The competitive nature of today’s world may be intimidating to the small-business owner. If a competitor cuts prices or offers other incentives, you may feel tempted to do the same thing to hold on to your customers, even if it puts the stability of your business at risk. Once you’ve gone down in price, it takes a long time to recover. Further, other customers may learn of your price reduction and will expect the same.

To sustain your reputation, you owe a consistent pricing policy to all of your customers. Though cost is important to customers, it is but one component of a larger, more important attribute: value. If your business provides value through service, responsiveness and going the “extra mile,” your customers will respond with loyalty, no matter what your competition does.

Building loyalty through value is something small-business owners have been good at for centuries because they are better able to cultivate relationships with their customers. They focus not just on selling to customers but on keeping them. That stability is more efficient and predictable for everyone involved.

Building loyalty is not a marketing matter, so don’t look there for help. You need a strategy that keeps patrons coming back.

Start with basics that are sometimes overlooked. Thanking customers for their business goes a long way. But try going beyond a few spoken words. Write some thank-you notes and letters. Make them personal and sincere. Just let them know you appreciate their business. (And when addressing customers for whatever reason, address them by name — not as “Dear Valued Customer”.)

Creating value will help boost loyalty. Ask customers if there is anything else you could be doing for them, and after they tell you, do it.

Better yet, suggest some additional services that could improve their business or provide a solution to a nagging problem.

You should consider it unacceptable when a customer leaves and doesn’t return. Find out what happened and why, and work to prevent it from happening again. An apology and your personal commitment to rectify the issue may provide you another chance.

Remember, too, that your customers’ needs are always changing. They may find attributes or “extras” in other businesses that put your service elements at a disadvantage. Consider ease of access, for example. Make sure all your touch points— your phones, website, store layout, personal assistance — operate with your customers’ needs in mind. Not answering your phone or not returning a call promptly is often the reason a customer will shift business to a competitor.

Visiting competitors’ locations and sites may alert you to areas where you may be behind and spark ideas for making a good service or process even better. If your customers like what they find at your business, they’ll keep coming back for more.

**Data for this exercise**
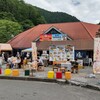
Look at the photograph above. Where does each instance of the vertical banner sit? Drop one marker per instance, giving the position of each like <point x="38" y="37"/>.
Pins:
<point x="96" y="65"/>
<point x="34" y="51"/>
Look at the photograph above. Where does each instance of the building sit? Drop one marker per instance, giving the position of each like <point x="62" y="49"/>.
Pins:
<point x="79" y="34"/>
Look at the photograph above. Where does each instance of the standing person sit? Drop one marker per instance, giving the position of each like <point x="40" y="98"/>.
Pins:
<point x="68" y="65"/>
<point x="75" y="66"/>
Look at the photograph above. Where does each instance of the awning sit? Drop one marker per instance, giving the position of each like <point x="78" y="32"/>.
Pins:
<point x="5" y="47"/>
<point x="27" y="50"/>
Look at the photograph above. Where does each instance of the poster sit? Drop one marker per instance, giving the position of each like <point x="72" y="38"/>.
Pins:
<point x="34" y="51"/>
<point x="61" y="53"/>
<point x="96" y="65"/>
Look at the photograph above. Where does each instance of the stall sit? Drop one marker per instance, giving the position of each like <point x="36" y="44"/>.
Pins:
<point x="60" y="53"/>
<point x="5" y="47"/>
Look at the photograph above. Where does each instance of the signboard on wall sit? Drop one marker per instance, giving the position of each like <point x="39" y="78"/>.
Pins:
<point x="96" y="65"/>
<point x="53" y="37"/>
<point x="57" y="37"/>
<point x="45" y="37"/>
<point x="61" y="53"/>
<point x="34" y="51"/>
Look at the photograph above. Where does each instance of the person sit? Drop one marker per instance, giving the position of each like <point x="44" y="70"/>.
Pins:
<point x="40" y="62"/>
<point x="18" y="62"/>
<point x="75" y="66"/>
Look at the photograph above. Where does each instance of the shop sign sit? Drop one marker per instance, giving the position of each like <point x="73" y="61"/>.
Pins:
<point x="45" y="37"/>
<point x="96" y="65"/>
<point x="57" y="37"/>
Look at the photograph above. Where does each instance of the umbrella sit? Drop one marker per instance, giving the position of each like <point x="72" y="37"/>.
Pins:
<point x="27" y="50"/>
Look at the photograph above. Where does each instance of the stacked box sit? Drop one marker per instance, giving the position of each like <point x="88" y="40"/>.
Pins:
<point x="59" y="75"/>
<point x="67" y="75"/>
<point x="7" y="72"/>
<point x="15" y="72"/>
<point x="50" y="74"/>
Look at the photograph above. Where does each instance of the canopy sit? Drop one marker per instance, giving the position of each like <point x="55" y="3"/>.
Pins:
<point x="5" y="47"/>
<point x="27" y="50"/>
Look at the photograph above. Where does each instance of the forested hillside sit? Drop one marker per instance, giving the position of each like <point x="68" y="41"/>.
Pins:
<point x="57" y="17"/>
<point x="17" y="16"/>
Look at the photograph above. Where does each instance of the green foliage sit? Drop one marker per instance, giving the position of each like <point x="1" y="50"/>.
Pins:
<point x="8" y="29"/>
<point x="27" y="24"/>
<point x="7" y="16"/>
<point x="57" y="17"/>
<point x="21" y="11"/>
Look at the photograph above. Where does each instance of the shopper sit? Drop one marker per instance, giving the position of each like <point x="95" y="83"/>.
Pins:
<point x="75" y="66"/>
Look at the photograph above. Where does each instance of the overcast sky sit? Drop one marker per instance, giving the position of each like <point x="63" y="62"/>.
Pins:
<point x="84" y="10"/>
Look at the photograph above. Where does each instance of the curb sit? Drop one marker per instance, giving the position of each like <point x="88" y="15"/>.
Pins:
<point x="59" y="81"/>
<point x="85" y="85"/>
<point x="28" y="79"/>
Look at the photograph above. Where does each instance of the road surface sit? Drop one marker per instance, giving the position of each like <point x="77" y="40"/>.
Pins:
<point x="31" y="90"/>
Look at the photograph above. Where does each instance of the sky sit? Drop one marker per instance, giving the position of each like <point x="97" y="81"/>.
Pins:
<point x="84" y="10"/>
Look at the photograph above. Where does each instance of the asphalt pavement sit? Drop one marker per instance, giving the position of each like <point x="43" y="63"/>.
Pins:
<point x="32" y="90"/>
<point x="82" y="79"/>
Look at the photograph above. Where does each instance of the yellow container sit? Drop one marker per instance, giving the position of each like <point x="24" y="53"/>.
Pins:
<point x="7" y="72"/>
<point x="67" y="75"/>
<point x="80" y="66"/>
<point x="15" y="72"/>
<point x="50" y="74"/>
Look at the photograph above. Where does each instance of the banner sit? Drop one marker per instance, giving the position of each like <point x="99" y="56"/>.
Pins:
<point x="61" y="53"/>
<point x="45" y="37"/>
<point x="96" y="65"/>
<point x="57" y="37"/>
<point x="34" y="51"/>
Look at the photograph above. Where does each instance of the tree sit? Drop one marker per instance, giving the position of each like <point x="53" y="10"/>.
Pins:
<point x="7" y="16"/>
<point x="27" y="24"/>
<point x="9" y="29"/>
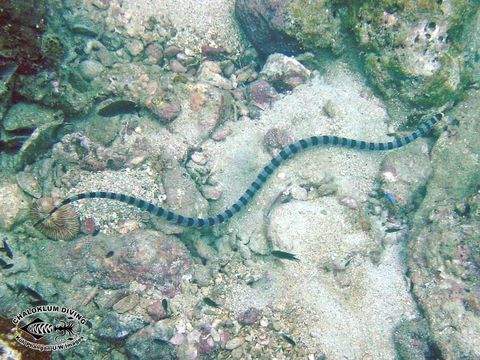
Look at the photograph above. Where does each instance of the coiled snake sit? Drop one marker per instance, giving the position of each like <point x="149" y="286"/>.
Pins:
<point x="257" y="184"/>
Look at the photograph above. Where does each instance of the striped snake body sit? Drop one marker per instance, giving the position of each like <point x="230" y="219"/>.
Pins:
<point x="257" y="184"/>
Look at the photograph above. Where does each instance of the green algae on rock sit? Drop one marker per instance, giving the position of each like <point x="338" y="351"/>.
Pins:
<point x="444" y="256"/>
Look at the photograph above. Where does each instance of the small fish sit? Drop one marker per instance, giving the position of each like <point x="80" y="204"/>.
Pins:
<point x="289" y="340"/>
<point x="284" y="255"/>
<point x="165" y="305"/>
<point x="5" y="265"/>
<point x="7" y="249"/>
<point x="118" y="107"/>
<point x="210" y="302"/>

**Objectives**
• A. Repeat the part of the passage on customer loyalty that opens with the words containing "Remember, too, that" and closes with "to a competitor.".
• B. In the listing, rewrite the part that opens with the line containing "of the striped" and runs through the end of the listing, replacing "Pins" with "Markers" and leaving everything else unchanged.

**Full answers**
• A.
Remember, too, that your customers’ needs are always changing. They may find attributes or “extras” in other businesses that put your service elements at a disadvantage. Consider ease of access, for example. Make sure all your touch points— your phones, website, store layout, personal assistance — operate with your customers’ needs in mind. Not answering your phone or not returning a call promptly is often the reason a customer will shift business to a competitor.

• B.
Look at the photograph above. Where does each instance of the striped snake body sit? Drop one marker per instance, giving the position of each like <point x="230" y="219"/>.
Markers:
<point x="257" y="184"/>
Look at the photograph above. Where does each instance of the green algae on rock sit? Drop one marker per instance, giving the position of each like <point x="338" y="351"/>.
Markers:
<point x="444" y="256"/>
Look at the photograph above. Where does each instance of the small fish sit? Drop one marker per instance, giving the position of each like <point x="80" y="204"/>.
Markers:
<point x="289" y="340"/>
<point x="284" y="255"/>
<point x="165" y="305"/>
<point x="5" y="265"/>
<point x="7" y="249"/>
<point x="118" y="107"/>
<point x="210" y="302"/>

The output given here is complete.